■ What this task involves: Please carry on the sports column after its final line, keeping the same voice.

■ Selected text:
Stearns is convinced he has a lot more starting pitching than he did a year ago, if only because he has a new ace in Freddy Peralta. He is hopeful about the health of Kodai Senga and Sean Manaea getting his fastball back, though there have been few signs of that in spring training. There is a new centerfielder in Luis Robert Jr., a player who still has tremendous upside, and a hot kid like Carson Benge expected to be next to him in Carlos Mendoza’s outfield.
And, oh by the way, Juan Soto is still around, coming off one of the great individual seasons any Mets hitter has ever had, but one that ultimately got lost because of the way the Mets had become one of the worst teams in baseball by the end of September.
The Mets have more to prove this season than the Yankees do, absolutely. A lot more. And act like it. Stearns responded to three bad months one way. Cashman responded to two bad losses in Toronto quite another. Maybe it turns out they’re both right. We begin to find out this week. There’s a tennis expression that covers this: Why they put the net up.
AN INJURY CHANGES EVERYTHING, WBC IS A WIN FOR SPORTS & WATCH OUT FOR CAMERON AT AUGUSTA …
Last spring, the Knicks saw how fast everything can change in sports when Jayson Tatum went down with his Achilles injury.
Now we’re about to find out just how much changes for the Pistons because of Cade Cunningham’s collapsed lung.
Which is why, more than ever, the Knicks ought to be kicking themselves all the way up and down Seventh Ave. for that miserable 2-9 stretch in January.
Speaking of Tatum?
It apparently didn’t take him as long to come back from his surgery as it did Iran to rebuilt that nuclear arsenal we’re told we “obliterated” about twenty minutes ago, right?
Before Otega Oweh made that crazy 3-pointer to save Kentucky against Santa Clara, I was thinking they were probably missing Coach Cal in Lexington more than ever.
It was big fun for awhile on Friday afternoon watching Speedy Claxton’s guys from Hofstra make the run they did at Alabama.
That was some wonderful ending we got from Venezuela in the World Baseball Classic, no matter which way you were rooting.
Sports at its best still can take big places and make them feel like small towns.
Or even smalltown high school gyms.

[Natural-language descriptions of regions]
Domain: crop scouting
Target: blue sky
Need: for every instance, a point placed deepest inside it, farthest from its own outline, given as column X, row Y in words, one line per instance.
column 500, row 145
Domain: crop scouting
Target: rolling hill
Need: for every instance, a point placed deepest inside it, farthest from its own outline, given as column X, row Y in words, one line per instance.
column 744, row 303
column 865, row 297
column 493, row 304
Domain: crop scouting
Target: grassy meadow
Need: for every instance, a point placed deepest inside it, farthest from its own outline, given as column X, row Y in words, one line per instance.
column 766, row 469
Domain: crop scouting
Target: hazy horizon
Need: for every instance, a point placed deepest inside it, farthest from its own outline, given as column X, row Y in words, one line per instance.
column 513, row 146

■ Result:
And that is what happened on Tuesday night for the country of Venezuela, which has gone through a lot lately.
There’s even Yankee fans I know who think the Red Sox are going to win the American League East.
Big congratulations to my pal, and writing partner, James Patterson for “Judge Stone,” his latest No. 1 best seller, this one written with Viola Davis.
Conan was great the other night.
Again.
The Lakers have certainly saved their best for last, haven’t they?
And while we’re on the subject — are people still worried that Luka and LeBron can’t play together?
Asking for the rest of the Western Conference.
It really is still hard to believe that it wasn’t so long ago that Rick Pitino was coaching in Greece because he was radioactive in this country because of the way things ended for him at Louisville.
The next time somebody tells you that the sport is dying, tell them to take a look at the WBC television ratings.
All Cameron Young, the Sleepy Hollow kid, did last Sunday at The Players Championship was birdie the island hole to take the lead by going right at the flagstick, and then hit one of the greatest drives championship golf has ever seen — 375 yards – on No. 18 to close things out for the biggest win of his career.
Look out for him at Augusta.
Those 10 pitches that Gerrit Cole threw the other day got covered like Larsen’s perfect game.
To paraphrase something the great Pete Hamill once said:
When Howie Rose leaves the room it will be like one hundred guys leaving.